January 3rd, 2007 · Written by · No Comments

Once in a while a friend or relative will inform me, enthusiastically ecstatic, that they are headed off to some foreign land for missionary work. Unassailable on their moral high ground and armed with benevolent yet insidious weaponry – you know, peachy platitudes like vaccines, schools, modernization – their eyes twinkle with altruistic intentions as they expect me to share in their “doing the right thing” intoxication.

Righteous delusions aside, the reality of the situation is that each of these potential mouthpieces for Judeo-Christian cosmology are complicit in an ongoing catastrophe.

It’s hard to be polite when someone you care about has just informed you they’re joining the forces of cultural destruction. Teaming up with Nike, Coca-cola, Starbucks, MTV, Hollywood, and the ubiquitous T-shirt, these hosts for the dissemination of Westernization are wreaking havoc on the few remaining bastions of sociodiversity in our world.

It is estimated that at the height of cultural diversity there existed between 7,000 and 8,000 distinct languages.

It is estimated that at the height of cultural diversity there existed between 7,000 and 8,000 distinct languages. Each of these the byproduct of a unique way of living in and interpreting the Universe at large. Today, that number has been whittled down to around 6,000 and of those about half are on the verge of extinction. Ninety-six percent of them are spoken by only 4% of the world’s population. Due to the pervasive influence of missions – be they religious or economic in nature – most of the some 370 million indigenous people who make up that 4% are not expected to last the 21st century.

And that’s called genocide.

This systematic destruction of 96% of humanity’s cultural heritage in exchange for a lucrative group of religions and worldviews is as much a threat to our survival as the current worldwide decline in biodiversity. Much as biodiversity improves the survivability of an ecosystem, cultural diversity improves the survivability of human beings. With the death of each unique sociological outlook, our species’ ability to adapt to environmental change is greatly diminished.

You’d think while undergoing climactic climate change, this might be a concern.

Surviving in remote geographic locations across the globe and eschewing contact with the Western world, indigenous peoples can be found still living via their traditional means. As these ancestral warriors struggle for the right of self-determination, we can assist them in the preservation of their heritage by redefining twisted notions of nobility.

What we call progress, others call extinction.

I look forward to a future where missionaries of all types – exterminators of culture, ravagers of ethnicity – are looked upon with disgust rather than admiration. Where the candid response to forcefully enforcing one worldview over another will be one of outright revulsion.

════

[Assigned task A]: List the examples that the post on missionary work gives of "peachy platitudes."
[Assigned task B]: From the post on missionary work, output the passage that opens with the words containing "And that’s called" and closes with "is greatly diminished.".

════

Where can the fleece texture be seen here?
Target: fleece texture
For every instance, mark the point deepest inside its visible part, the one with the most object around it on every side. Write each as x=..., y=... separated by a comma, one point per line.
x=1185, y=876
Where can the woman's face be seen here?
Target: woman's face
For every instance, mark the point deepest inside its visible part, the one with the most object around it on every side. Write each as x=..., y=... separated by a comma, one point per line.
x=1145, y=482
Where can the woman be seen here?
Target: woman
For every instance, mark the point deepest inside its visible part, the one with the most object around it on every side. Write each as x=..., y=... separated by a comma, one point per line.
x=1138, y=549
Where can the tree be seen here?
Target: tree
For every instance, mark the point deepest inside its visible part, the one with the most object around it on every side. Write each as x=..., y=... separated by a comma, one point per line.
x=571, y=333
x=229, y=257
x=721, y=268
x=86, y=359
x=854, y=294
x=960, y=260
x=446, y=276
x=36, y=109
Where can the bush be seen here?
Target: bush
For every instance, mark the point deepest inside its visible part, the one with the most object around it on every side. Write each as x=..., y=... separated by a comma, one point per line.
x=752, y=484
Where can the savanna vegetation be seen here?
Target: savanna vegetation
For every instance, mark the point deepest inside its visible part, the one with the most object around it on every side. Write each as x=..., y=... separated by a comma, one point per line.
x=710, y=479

════

[Output A]: vaccines, schools, modernization

[Output B]:
And that’s called genocide.

This systematic destruction of 96% of humanity’s cultural heritage in exchange for a lucrative group of religions and worldviews is as much a threat to our survival as the current worldwide decline in biodiversity. Much as biodiversity improves the survivability of an ecosystem, cultural diversity improves the survivability of human beings. With the death of each unique sociological outlook, our species’ ability to adapt to environmental change is greatly diminished.